# Erfahrungen mit Arctic-Cooling Fan F12 PWM



## _chris_ (16. Mai 2011)

Hallo PCGHler,
hat einer von euch schon Erfahrungen mit dem Arctic-Cooling Fan F12 PWM gemacht? Ich würde den nämlich gerne verbauen, weis aber nicht ob das Lager lange hält oder ob nach einer gewissen Zeit ein Geräusch auftritt.
Wenn also jemand schon Erfahrungen mit diesem Lüfter gemacht hat, dann nur her damit .

Gruß,
_chris_


----------



## ponygsi (16. Mai 2011)

moin,

ich hab ihn hinter meinen cpu kühler laufen>>> sysProfile: ID: 149476 - ponygsi

im leerlauf unhörbar...is bei mir an die lüftersteuerung  der cpu zwischengeklemmt- funktioniert prima...

P/L stimmt, für das kleine geld kanst nix falsch machen

mehr kann ich dir noch nicht sagen denn bei mir läuft er erst 3 monate, aber nach wie vor immer schön leise...

lg ponygsi


----------



## ersguterjunge (16. Mai 2011)

Hallo, 
ich habe den Lüfter seit einem halben Jahr aus meinem Gehäuse heraus blasend installiert. Er ist sehr laufruhig, selbst mit voller Drehzahl. Kann ihn dir sehr empfehlen.


----------



## _chris_ (16. Mai 2011)

Mit wie viel UPM hast du ihn denn laufen? Bis wie viel ist er unhörbar? Kein Lagergeräusche oder ein leichtes Schleifen irgendwo?

Danke schonmal für deine Hilfe , weil damit kann ich echt sparen brauch nämlich 9 Stück für einen MoRa .

Edit: Hört sich auch gut an, bei dem Preis werde ich höchstwarscheinlich zuschlagen .


----------



## ponygsi (16. Mai 2011)

das schleif und klappert nix.....selbst mit 1600upm oim (oc getestet)

is top das ding


----------



## _chris_ (16. Mai 2011)

Also das ist echt ein unwiderstehliches Angebot, und passt gut zum weißem Radiator, ich denk da werde ich zuschlagen.

Danke für die schnelle Hilfe .


----------



## Scorpio78 (16. Mai 2011)

Hab 6 Stück in meinem Server verbaut. Seit 5 Monaten werkeln die nun geräuschlos. Fantastisch!


----------



## _chris_ (16. Mai 2011)

Ich hätte wirklich nicht erwartet das ich so schnell so positive Rückmeldungen bekomme von diesen Lüftern, die auch noch sehr billig sind, es spricht wirklich alles dafür sie zu kaufen.

Nochmals Danke!

Extrahiertes Material:
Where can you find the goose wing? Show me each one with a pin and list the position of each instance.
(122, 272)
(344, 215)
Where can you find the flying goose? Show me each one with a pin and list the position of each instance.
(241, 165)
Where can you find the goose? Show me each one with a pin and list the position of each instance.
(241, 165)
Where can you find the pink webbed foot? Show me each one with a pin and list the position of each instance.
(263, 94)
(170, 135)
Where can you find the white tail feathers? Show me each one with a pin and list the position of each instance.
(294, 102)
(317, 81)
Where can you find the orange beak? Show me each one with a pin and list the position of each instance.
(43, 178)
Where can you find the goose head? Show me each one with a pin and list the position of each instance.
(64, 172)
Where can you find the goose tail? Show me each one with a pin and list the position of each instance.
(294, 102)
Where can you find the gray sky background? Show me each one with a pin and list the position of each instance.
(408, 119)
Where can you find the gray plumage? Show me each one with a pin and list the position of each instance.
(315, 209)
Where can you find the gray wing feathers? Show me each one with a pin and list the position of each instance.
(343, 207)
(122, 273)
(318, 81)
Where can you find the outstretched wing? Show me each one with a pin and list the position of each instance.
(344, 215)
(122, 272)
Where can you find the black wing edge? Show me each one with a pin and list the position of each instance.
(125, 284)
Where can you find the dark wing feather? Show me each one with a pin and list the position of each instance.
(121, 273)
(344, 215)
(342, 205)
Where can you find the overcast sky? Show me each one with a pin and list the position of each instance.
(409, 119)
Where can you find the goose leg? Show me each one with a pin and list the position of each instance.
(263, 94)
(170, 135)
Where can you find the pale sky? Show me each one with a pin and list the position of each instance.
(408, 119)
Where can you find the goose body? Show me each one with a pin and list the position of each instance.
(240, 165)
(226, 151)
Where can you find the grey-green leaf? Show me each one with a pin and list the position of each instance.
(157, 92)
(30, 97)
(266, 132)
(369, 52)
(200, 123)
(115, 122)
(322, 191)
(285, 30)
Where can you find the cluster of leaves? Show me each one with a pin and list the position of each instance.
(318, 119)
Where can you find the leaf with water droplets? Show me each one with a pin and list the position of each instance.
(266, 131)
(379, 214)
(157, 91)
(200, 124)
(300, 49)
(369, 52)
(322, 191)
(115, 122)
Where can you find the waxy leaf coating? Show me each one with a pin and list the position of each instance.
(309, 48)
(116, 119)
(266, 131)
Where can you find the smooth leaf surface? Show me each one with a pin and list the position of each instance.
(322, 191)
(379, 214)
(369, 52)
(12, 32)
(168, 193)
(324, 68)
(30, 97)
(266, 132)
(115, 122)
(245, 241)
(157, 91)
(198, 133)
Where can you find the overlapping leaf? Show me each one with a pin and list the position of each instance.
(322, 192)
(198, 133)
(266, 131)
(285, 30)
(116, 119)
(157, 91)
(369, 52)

Aufgaben:
a) Prüfe für jede der folgenden Aussagen, ob sie mit der Seite übereinstimmt, und antworte jeweils mit Ja oder Nein samt dem entscheidenden Wortlaut als wörtlichem Zitat: (i) Bei ponygsi läuft der Lüfter erst seit drei Monaten. (ii) ersguterjunge hat den Lüfter in sein Gehäuse hinein blasend eingebaut. (iii) Scorpio78 hat sechs dieser Lüfter in einem Server verbaut.
b) Nenne alle Benutzernamen, unter denen auf der Seite Beiträge stehen, jeden nur einmal.
Das Material steht in keinem Zusammenhang mit der Seite.

Antworten:
a)
(i) Ja – „bei mir läuft er erst 3 monate“
(ii) Nein – „aus meinem Gehäuse heraus blasend installiert“
(iii) Ja – „Hab 6 Stück in meinem Server verbaut.“

b) _chris_, ponygsi, ersguterjunge, Scorpio78